Collection entries
>>

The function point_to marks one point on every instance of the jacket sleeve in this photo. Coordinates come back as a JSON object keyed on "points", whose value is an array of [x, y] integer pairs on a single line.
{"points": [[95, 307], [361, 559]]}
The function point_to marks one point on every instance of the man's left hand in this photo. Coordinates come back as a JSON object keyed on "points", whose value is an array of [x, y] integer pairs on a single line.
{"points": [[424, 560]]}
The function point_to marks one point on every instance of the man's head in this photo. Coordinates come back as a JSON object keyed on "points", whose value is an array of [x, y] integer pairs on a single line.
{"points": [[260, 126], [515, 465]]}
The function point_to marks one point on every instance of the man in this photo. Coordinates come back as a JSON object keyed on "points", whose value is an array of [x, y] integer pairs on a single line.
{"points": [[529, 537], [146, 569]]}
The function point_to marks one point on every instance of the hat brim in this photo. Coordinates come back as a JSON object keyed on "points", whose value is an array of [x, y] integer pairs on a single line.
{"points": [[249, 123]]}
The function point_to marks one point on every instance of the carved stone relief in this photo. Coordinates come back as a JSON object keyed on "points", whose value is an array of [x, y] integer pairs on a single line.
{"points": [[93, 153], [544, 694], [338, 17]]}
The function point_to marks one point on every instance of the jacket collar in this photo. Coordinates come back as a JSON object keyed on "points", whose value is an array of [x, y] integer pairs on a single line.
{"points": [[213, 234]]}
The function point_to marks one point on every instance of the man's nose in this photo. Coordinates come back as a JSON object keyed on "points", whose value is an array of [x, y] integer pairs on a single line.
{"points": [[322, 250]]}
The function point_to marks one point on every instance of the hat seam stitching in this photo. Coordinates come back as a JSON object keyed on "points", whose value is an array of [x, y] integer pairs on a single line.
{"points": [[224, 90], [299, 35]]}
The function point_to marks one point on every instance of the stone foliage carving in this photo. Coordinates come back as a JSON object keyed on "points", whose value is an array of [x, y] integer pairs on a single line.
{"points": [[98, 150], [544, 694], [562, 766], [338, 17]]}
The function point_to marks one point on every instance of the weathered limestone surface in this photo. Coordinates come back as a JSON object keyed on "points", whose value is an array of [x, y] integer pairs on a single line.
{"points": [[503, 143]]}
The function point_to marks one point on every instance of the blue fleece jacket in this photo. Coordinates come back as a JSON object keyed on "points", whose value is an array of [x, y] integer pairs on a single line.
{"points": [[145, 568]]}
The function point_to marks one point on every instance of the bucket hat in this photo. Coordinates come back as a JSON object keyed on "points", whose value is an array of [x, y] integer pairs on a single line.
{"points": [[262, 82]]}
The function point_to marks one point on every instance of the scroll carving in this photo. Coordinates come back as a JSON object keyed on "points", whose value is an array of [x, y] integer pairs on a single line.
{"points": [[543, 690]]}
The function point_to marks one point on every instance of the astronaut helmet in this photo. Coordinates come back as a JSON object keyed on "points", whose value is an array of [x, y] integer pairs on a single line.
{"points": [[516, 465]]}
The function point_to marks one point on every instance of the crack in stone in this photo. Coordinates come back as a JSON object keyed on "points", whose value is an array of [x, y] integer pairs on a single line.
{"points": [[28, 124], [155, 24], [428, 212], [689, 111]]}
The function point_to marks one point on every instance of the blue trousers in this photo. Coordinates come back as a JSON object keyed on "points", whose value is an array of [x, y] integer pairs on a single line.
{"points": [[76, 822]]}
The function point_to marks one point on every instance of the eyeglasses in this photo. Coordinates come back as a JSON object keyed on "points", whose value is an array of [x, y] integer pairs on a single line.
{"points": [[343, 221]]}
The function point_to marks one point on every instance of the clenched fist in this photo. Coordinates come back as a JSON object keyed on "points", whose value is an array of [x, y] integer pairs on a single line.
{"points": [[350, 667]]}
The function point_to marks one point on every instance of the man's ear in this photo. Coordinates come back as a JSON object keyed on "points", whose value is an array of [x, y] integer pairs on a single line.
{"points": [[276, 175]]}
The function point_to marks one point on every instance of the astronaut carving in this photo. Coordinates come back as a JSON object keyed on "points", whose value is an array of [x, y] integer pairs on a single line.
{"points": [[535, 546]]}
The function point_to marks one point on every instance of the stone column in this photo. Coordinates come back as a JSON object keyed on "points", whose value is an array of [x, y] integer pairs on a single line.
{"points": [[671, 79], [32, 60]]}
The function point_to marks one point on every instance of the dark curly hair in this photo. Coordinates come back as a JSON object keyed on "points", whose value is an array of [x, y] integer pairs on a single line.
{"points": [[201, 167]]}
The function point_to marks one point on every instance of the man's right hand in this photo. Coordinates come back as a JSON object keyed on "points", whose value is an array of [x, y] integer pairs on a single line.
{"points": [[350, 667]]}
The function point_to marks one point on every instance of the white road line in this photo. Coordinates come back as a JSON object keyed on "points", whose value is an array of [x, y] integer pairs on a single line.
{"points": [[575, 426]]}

<<

### Task brief:
Copy only this span: the line that contains "of the dark", the last line, and every line between them.

### Result of this task:
The function point_to marks one point on every instance of the dark curly hair in this photo. Coordinates come back as a JSON object keyed on "points", whose value is an array of [x, y] integer pairs on a single line.
{"points": [[201, 167]]}
The function point_to marks one point on every instance of the man's right hand in this photo. Coordinates come back as a JSON object keyed on "points", whose value is an array of [x, y] integer pairs on a single line.
{"points": [[350, 667]]}
The function point_to marks one point on every instance of the white road line in this photo. Coordinates come back as a JSON object keyed on "points", whose value is an array of [x, y] integer pairs on a single line.
{"points": [[575, 426]]}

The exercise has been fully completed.